• Fragment tekstu:
──────────

Co u ciebie zimą?
Vox populi, vox dei. Miałam wątpliwości, ale podobno pokazywanie co u mnie jest HOT. Skoro tak, niech sobie będzie – ale rzadziej. Raz na dwa miesiące to i ja coś wygrzebię, i Wy się nie znudzicie.
Lecimy z tym koksem, bo jest go sporo do przerzucenia. Zapraszam na subiektywny jak nie wiem co przegląd wydarzeń z życia. Edycja zimowa, a przynajmniej tak by wynikało z kalendarza. Jako caloroczny rowerzysta niespecjalnie tęsknię za zimą, ale żeby nawet raz w tym roku śnieżką nie dostać przez plecy? Jakoś tak nieswojo.
Uwaga, post zawiera zakamuflowaną goliznę. A fuj!
Nie ma cyklu „co u ciebie?” bez kota. Tak naprawdę te posty powstają pod naciskiem kociego lobby. Mamy umowę – ja robię kotu profilowe na facebooka, a w zamian możemy mu sprzątać rzadziej kuwetę. Fair enough.
Wszyscy wiedzą, że koty całymi dniami nie robią nic innego, tylko planują jak zabić właściciela. Nie inaczej w tym przypadku.
Kejter waży opcje: czy zrobić to klasycznie – rzucić się śpiącemu Tomkowi do gardła? (A nie, tak to przecież koty zabijają śpiące dzieci.) Czy po prostu zadusić swoim ciężarem? A może subtelnie, postawić raczej na trwałe okaleczenie niż śmierć – kastracja termiczna przez kładzenie się na jajkach (nie pokazane na zdjęciu)?
Skoro Tomek mówi, że nie chce wyprawiać urodzin dla koleżanek i kolegów z klasy, to znaczy, że chce, ale się boi, że nikt nie przyjdzie. Też bym się bała jakbym była nim – dlatego rozwiązaniem jest przyjęcie niespodzianka. Jak nikt nie przyjdzie to można udawać, że nie było tematu.

──────────

• Wycinki zbioru danych do wskazywania punktów:
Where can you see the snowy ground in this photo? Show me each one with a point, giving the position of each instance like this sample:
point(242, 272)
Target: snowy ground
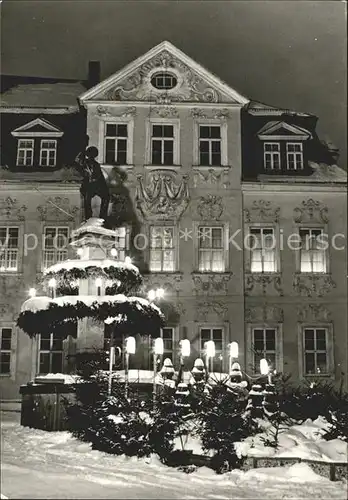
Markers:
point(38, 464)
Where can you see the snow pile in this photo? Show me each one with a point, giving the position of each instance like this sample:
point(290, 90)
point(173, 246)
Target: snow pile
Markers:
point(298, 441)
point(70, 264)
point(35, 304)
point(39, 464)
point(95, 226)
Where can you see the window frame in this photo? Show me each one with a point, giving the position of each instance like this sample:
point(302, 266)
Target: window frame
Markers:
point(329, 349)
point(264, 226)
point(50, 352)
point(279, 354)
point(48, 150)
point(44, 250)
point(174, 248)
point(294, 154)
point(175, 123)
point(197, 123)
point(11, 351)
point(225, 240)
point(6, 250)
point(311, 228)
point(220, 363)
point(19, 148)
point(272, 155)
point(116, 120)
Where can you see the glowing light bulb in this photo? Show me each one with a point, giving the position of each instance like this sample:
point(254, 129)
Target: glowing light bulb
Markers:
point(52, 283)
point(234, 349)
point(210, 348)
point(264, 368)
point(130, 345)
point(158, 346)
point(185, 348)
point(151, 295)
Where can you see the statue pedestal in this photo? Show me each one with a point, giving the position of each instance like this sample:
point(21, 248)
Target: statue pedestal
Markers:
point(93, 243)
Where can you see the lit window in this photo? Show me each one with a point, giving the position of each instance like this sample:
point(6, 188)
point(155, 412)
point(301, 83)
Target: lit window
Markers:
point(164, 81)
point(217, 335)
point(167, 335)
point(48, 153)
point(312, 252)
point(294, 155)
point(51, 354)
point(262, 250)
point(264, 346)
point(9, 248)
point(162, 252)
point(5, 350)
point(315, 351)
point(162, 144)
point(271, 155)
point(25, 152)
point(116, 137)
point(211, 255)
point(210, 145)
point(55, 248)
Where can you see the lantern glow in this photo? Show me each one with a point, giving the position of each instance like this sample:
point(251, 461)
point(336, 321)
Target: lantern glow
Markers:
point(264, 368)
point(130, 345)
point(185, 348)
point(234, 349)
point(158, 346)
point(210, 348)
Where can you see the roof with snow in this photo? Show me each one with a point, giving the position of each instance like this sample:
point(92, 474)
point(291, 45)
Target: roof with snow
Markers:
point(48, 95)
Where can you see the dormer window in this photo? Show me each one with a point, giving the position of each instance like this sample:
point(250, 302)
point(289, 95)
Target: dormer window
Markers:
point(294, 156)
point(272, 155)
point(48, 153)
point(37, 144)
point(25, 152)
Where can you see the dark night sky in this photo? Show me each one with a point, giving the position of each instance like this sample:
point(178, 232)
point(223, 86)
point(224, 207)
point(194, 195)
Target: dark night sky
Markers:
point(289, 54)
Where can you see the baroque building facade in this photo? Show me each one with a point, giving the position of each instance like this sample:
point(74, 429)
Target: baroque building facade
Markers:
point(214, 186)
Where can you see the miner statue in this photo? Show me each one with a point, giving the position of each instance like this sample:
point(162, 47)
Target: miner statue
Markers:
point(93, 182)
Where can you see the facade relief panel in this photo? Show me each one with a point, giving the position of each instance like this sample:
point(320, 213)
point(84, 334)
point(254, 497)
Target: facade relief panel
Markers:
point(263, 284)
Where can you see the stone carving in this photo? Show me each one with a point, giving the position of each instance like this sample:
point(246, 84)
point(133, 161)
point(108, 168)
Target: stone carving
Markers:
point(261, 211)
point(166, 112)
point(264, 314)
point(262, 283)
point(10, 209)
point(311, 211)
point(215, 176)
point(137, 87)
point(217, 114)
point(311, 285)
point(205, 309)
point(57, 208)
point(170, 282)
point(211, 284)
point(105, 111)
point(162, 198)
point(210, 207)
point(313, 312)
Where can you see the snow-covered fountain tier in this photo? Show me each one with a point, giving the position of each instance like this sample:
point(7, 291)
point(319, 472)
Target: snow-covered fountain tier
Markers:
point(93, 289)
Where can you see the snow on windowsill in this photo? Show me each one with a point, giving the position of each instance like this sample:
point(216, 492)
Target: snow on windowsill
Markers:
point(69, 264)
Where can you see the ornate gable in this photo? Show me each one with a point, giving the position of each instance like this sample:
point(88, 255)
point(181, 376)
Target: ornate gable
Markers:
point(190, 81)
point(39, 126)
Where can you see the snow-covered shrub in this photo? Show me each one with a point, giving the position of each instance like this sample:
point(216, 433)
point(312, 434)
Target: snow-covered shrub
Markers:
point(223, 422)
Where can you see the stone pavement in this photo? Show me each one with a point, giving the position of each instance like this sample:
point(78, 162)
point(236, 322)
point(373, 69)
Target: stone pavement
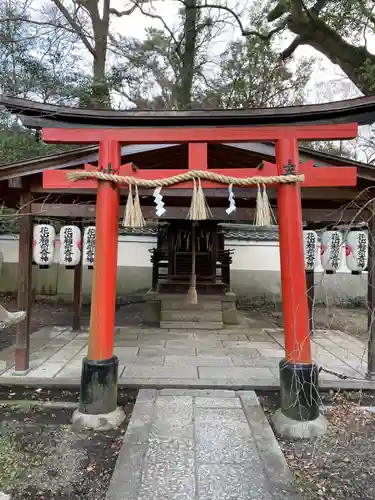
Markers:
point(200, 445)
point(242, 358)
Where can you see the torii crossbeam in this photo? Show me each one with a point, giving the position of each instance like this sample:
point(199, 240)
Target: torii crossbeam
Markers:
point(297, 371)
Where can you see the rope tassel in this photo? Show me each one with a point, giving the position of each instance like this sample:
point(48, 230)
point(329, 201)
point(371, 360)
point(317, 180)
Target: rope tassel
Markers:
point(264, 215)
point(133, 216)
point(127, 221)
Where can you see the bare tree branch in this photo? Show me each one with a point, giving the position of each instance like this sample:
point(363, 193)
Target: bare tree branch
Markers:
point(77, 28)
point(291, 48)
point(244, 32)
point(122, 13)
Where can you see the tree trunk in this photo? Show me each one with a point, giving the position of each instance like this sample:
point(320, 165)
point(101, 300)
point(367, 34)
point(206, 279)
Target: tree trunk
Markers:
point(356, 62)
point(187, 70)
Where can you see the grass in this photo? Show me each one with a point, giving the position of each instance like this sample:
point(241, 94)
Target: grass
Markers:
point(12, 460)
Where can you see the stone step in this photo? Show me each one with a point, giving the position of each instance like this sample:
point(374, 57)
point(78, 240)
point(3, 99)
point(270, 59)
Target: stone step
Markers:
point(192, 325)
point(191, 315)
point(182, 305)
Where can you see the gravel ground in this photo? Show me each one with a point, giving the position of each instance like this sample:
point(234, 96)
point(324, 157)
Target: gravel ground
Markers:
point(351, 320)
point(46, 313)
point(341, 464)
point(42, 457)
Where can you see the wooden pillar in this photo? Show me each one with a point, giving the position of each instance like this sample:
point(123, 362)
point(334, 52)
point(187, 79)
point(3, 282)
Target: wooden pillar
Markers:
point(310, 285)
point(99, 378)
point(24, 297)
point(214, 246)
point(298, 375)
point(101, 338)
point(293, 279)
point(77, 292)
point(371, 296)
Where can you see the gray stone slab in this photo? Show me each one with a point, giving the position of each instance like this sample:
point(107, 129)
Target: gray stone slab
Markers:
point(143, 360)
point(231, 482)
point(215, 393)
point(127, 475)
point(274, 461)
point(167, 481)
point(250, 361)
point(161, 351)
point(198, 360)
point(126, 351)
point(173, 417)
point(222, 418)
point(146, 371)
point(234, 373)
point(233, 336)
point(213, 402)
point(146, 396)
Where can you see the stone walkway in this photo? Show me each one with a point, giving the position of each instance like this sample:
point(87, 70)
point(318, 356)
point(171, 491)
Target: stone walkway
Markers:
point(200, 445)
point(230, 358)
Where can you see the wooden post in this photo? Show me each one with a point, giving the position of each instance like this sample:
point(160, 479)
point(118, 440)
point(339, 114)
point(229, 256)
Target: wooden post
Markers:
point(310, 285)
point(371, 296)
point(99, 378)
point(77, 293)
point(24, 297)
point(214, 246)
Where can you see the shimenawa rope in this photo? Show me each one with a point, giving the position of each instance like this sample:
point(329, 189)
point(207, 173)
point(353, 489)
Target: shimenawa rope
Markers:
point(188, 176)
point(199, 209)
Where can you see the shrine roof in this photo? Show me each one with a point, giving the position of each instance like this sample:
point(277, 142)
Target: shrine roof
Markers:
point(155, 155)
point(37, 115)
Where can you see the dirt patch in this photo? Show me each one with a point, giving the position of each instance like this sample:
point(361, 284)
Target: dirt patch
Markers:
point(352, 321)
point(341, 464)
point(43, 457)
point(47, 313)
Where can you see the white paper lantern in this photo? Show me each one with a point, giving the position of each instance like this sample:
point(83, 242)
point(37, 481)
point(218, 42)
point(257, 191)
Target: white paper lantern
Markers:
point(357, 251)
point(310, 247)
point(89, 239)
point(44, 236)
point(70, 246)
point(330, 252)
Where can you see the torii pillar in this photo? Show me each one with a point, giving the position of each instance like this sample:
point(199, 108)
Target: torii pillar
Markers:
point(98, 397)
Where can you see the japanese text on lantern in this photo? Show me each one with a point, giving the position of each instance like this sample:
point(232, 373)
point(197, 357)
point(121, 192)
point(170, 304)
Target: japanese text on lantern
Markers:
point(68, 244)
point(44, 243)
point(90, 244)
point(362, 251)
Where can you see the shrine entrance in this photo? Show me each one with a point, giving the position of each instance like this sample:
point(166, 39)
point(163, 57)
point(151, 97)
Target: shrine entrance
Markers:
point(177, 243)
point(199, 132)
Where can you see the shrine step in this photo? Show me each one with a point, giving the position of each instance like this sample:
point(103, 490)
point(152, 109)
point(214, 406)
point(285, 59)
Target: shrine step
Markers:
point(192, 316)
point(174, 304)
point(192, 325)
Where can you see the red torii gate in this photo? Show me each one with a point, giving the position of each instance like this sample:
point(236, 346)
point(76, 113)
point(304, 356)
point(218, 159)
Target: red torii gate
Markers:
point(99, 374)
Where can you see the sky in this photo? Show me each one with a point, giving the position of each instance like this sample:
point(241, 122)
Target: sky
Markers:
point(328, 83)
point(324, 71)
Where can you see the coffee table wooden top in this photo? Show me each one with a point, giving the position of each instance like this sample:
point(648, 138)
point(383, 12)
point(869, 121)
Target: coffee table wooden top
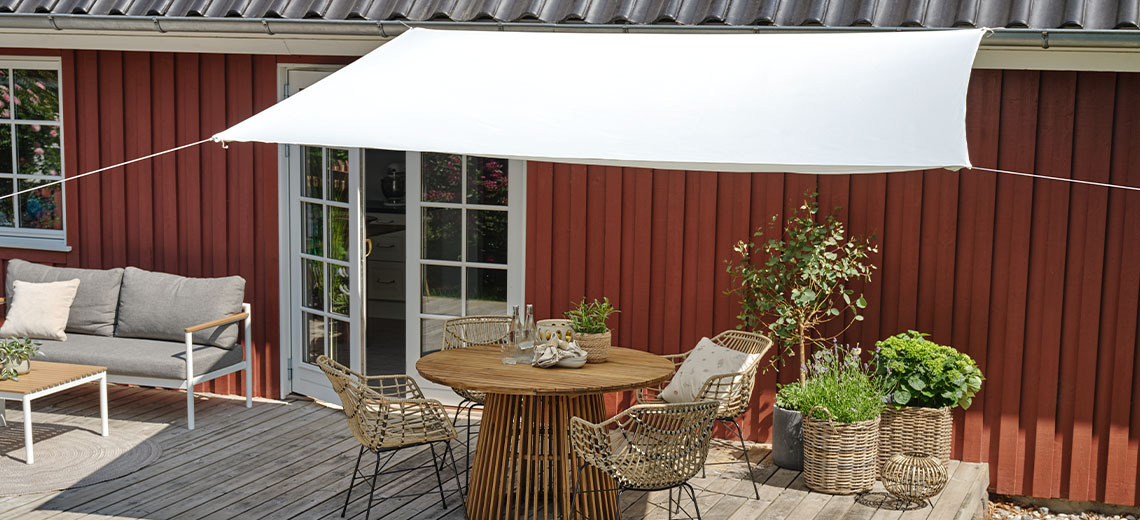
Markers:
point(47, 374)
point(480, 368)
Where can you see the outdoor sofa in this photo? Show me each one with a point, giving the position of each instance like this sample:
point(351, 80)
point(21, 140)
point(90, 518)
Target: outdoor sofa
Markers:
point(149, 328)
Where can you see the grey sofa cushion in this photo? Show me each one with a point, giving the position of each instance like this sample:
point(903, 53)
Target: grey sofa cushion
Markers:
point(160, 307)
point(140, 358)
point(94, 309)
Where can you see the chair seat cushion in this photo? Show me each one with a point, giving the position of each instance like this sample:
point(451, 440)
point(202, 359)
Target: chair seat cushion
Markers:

──────────

• Zadania pisemne:
1 > Jak często, według fragmentu tekstu, mają się ukazywać wpisy z cyklu „co u ciebie?”?
2 > Przepisz wiersze wykazu od jego początku aż do wiersza z „point(95, 226)” włącznie, razem z poleceniami, zwiększając o 27 każdą współrzędną punktów podanych w odpowiedziach. Pomiń obrazki.

• Wyniki zadań:
1 > Raz na dwa miesiące.

2 >
Where can you see the snowy ground in this photo? Show me each one with a point, giving the position of each instance like this sample:
point(242, 272)
Target: snowy ground
Markers:
point(65, 491)
Where can you see the snow pile in this photo? Show me each one with a point, giving the position of each instance like this sample:
point(290, 90)
point(173, 246)
Target: snow pile
Markers:
point(325, 468)
point(97, 291)
point(62, 331)
point(66, 491)
point(122, 253)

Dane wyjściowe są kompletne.